* **Excerpt**:

Nearly every field of science has a community code (or several) that satisfies a large percentage of the discipline's scientific needs. Great minds--and thousands of hours of PhD and post-doc labor--have gone into the creation of these codes. However, as new technologies emerge that are capable of delivering millions of times the power as previous systems, it is often necessary to rethink and rewrite these community codes, which is no small feat.

What to do about community codes has been an open question in the scientific computing community for many years. The problem is described in the final report of the National Science Foundation's Task Force on Software for Science and Engineering published in March 2011.

"All software must evolve to keep up with changes in systems, usage, and to include new algorithms and techniques," the authors wrote. "The scientific community has an interest in ensuring that the software it needs will continue to be available, efficient, and employ state-of-the-art technology."

Several sessions addressed this issue at the TeraGrid '11 conference in Salt Lake City, pointing to successful examples of community, and community code, development. These talks represented technologies or methods that interact with high-performance computing hardware and software at very different levels of the architecture; nonetheless, they represent possible paths for other scientific computing communities to follow.

Open Source Astrophysics

Brian O'Shea, assistant professor of physics and astronomy at Michigan State University, began his talk with a question: How do you transform a closed scientific computing code into a community code that can address the needs and harness the skills of a wide variety of researchers?

* **Entries supplied**:
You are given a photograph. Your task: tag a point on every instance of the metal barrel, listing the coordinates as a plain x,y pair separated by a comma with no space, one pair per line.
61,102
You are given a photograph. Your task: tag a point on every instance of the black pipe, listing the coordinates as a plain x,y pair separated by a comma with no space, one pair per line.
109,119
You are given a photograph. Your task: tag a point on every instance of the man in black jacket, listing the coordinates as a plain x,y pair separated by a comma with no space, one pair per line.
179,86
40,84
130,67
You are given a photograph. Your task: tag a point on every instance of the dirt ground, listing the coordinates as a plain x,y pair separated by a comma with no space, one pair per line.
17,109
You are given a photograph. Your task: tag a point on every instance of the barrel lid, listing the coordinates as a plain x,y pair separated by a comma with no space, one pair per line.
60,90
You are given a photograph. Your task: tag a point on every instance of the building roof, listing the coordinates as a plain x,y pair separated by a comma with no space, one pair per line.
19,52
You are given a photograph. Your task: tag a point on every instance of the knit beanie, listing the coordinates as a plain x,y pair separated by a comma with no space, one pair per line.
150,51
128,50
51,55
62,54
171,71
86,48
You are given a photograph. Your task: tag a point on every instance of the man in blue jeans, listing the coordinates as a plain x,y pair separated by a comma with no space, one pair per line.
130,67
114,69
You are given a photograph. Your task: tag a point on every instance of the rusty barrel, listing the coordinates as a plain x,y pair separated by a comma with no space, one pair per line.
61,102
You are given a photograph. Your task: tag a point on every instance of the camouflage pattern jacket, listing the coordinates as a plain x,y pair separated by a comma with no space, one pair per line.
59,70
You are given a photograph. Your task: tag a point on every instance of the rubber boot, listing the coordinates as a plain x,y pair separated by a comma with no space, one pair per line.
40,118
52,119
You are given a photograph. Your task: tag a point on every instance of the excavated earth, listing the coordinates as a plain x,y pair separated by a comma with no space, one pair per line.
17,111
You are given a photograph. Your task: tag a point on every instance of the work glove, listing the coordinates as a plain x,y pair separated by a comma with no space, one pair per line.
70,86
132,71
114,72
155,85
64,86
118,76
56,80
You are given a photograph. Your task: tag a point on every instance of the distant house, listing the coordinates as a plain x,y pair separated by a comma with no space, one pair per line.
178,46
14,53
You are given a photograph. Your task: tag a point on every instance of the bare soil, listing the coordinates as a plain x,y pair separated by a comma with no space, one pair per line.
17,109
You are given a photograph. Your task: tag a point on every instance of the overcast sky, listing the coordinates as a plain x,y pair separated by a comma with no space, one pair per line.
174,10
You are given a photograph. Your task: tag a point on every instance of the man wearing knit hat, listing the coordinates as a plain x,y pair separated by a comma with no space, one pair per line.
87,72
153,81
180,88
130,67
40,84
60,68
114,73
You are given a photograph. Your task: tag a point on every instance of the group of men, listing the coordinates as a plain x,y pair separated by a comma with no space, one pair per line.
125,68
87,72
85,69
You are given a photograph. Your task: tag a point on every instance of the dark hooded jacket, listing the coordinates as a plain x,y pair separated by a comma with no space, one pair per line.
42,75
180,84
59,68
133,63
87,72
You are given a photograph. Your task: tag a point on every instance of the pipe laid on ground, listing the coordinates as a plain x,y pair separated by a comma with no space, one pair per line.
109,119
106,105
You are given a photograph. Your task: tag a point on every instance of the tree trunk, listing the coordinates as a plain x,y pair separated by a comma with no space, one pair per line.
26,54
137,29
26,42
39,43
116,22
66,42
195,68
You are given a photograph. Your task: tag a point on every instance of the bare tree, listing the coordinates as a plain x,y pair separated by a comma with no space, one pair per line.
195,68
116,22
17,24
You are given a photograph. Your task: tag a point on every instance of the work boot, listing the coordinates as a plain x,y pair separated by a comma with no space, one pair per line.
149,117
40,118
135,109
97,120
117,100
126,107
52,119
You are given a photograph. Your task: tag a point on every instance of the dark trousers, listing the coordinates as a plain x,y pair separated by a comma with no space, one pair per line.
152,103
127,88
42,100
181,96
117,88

* **Set task**: According to the excerpt on community codes, when was the final report of the National Science Foundation's Task Force on Software for Science and Engineering published? This material isn't needed for the task.

* **Solution to this problem**: March 2011